Data entries:

---

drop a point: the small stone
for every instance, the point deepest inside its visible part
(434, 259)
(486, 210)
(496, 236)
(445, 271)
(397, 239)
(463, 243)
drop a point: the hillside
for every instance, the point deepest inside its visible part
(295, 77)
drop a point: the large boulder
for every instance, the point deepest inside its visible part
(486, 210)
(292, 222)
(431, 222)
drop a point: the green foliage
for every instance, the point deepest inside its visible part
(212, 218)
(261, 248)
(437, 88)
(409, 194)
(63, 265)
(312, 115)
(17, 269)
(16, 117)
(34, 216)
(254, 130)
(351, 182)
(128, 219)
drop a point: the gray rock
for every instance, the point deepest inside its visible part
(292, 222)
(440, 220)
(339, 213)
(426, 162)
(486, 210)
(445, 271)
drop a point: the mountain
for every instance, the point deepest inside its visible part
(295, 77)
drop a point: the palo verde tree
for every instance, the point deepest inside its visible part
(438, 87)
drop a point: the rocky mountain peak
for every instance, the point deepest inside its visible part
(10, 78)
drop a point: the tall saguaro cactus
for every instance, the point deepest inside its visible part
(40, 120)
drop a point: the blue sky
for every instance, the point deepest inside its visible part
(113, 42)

---

WHAT YOU WILL DO:
Write out exactly the lines above between the line with "drop a point: the hillside" and the line with "drop a point: the green foliage", inclusive, and nothing beyond them.

EXERCISE ANSWER:
drop a point: the hillside
for every instance, the point deepest inside its visible part
(295, 77)
drop a point: the large boulder
for every instance, the point deepest inside its visible part
(486, 210)
(292, 222)
(431, 222)
drop a point: the green foliage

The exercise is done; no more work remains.